Copy out all of the records below, swapping "one marker each" for "a single marker each" wherever it appears and changing nothing else.

→ Provided material:
-=-=-=-=-

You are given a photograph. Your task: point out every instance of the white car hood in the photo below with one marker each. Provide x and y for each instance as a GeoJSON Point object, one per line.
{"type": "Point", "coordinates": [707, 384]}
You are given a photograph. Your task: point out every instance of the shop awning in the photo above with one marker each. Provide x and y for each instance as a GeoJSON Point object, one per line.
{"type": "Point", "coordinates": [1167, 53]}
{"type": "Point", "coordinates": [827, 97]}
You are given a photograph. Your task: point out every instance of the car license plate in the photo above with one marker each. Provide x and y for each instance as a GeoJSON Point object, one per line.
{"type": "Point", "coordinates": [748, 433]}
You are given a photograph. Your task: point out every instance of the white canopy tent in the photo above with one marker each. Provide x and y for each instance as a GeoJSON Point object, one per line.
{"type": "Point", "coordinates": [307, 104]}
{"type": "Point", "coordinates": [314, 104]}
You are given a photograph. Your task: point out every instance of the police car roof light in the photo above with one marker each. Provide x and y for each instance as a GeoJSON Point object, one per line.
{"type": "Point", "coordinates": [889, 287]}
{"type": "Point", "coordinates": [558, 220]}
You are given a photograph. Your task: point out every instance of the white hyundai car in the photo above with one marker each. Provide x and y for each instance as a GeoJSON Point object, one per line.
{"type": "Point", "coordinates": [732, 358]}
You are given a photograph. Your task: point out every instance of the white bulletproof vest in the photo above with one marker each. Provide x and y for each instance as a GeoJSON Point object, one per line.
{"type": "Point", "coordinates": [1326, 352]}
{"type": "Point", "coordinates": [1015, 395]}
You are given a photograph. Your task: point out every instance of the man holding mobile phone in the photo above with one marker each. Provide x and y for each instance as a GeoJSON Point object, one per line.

-=-=-=-=-

→ Result of this task:
You are given a photograph. Your task: point out every instance of the white car hood in the photo below with a single marker each. Provide x and y for each instance as a GeoJSON Point object, one per line.
{"type": "Point", "coordinates": [707, 384]}
You are given a photograph. Your task: point out every instance of the shop awning in the photo above with a single marker each. Provide x and y for each instance as a GeoJSON Point object, one per line.
{"type": "Point", "coordinates": [1167, 53]}
{"type": "Point", "coordinates": [827, 97]}
You are given a photograph. Your task: point out every instance of the car license plate in the photo above with a single marker each. Provide x and y for each instance as a GeoJSON Point object, one per line.
{"type": "Point", "coordinates": [748, 433]}
You are given a photograph. Your task: point out every instance of the white canopy tent in the photo above with a single marker each. Provide x and y for each instance as a GeoJSON Point object, one per line.
{"type": "Point", "coordinates": [307, 104]}
{"type": "Point", "coordinates": [314, 104]}
You are given a photograph. Your task: point out every instance of the police car roof light in the photo above with a single marker each. Provide x and y for each instance as a GeoJSON Point object, one per line.
{"type": "Point", "coordinates": [889, 287]}
{"type": "Point", "coordinates": [558, 220]}
You are given a photograph. Your task: point out every instance of the white hyundai car in the photo above with a single marker each. Provide x and y for each instance as a GeoJSON Point object, one per line.
{"type": "Point", "coordinates": [732, 358]}
You are given a photograph. Your task: point out every instance of the white bulletproof vest in the photo above with a single marker each. Provide x and y for each instance as a GeoJSON Point object, one per line.
{"type": "Point", "coordinates": [1326, 352]}
{"type": "Point", "coordinates": [1015, 395]}
You are given a photograph. Your task: point out every instance of the man holding mobile phone in the photo above with a single marker each. Provide x and y for each instance as a GeoJSON Point object, one per line.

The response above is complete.